§ **EXERCISE DIRECTIONS**: The result should be a verbatim copy of the whole listing.
───
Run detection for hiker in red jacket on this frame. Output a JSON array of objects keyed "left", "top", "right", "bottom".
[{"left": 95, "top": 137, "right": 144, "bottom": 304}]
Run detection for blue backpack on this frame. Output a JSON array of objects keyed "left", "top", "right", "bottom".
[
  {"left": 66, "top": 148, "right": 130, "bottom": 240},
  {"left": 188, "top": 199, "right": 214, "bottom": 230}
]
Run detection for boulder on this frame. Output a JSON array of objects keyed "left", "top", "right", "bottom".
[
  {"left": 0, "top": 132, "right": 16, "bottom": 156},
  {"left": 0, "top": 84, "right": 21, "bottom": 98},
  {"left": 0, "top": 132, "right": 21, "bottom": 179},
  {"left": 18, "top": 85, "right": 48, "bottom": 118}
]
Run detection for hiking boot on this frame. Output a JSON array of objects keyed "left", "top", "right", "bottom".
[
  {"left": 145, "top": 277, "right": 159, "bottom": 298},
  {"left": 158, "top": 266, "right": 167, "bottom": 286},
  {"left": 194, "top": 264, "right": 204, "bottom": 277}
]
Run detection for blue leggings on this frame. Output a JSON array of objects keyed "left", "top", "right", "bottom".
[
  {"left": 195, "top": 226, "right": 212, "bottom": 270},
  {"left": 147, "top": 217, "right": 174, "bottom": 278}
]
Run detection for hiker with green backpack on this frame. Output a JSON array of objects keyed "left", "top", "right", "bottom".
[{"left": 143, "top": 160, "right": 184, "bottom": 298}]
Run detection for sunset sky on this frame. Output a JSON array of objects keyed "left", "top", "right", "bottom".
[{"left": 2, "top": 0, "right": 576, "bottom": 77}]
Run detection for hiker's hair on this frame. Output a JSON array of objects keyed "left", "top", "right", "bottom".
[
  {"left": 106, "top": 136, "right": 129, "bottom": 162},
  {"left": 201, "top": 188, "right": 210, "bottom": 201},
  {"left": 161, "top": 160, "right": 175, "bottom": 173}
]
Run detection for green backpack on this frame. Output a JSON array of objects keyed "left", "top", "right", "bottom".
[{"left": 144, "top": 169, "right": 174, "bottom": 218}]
───
§ **ANSWER SPACE**:
Run detection for hiker in red jacket on this frame. Output a JSON array of objects keyed "left", "top", "right", "bottom".
[{"left": 95, "top": 137, "right": 144, "bottom": 304}]
Run detection for blue backpack on this frame. Output a JSON array of objects keyed "left", "top", "right", "bottom".
[
  {"left": 66, "top": 148, "right": 130, "bottom": 240},
  {"left": 188, "top": 199, "right": 214, "bottom": 230}
]
Run detection for boulder on this frame. Output a JSON array of objects keyed "left", "top", "right", "bottom".
[
  {"left": 0, "top": 132, "right": 16, "bottom": 156},
  {"left": 0, "top": 84, "right": 21, "bottom": 98},
  {"left": 0, "top": 132, "right": 21, "bottom": 179},
  {"left": 18, "top": 85, "right": 48, "bottom": 118}
]
Run detection for hiking boot on this frame. Output a JSON array of objects keyed "left", "top", "right", "bottom".
[
  {"left": 145, "top": 277, "right": 159, "bottom": 298},
  {"left": 158, "top": 266, "right": 167, "bottom": 286},
  {"left": 194, "top": 264, "right": 204, "bottom": 277}
]
Run detection for blue leggings on this frame. Output a JSON array of objects keyed "left", "top", "right", "bottom".
[
  {"left": 195, "top": 226, "right": 212, "bottom": 270},
  {"left": 147, "top": 217, "right": 174, "bottom": 278}
]
Run detection for hiker with green backpack on this frame. Output a JSON array of objects keyed "left", "top", "right", "bottom".
[{"left": 143, "top": 160, "right": 184, "bottom": 298}]
Run detection for sunset sky on this frame. Output a JSON array of objects keyed "left", "top", "right", "bottom".
[{"left": 2, "top": 0, "right": 576, "bottom": 77}]
Run detection for hiker's hair on this frame. Output a JSON array of objects keyed "left", "top", "right", "bottom".
[
  {"left": 106, "top": 136, "right": 129, "bottom": 162},
  {"left": 201, "top": 188, "right": 210, "bottom": 201},
  {"left": 161, "top": 160, "right": 175, "bottom": 173}
]
Run detection for green backpack on this frame. Output a JSON array of objects keyed "left", "top", "right", "bottom".
[{"left": 144, "top": 169, "right": 174, "bottom": 218}]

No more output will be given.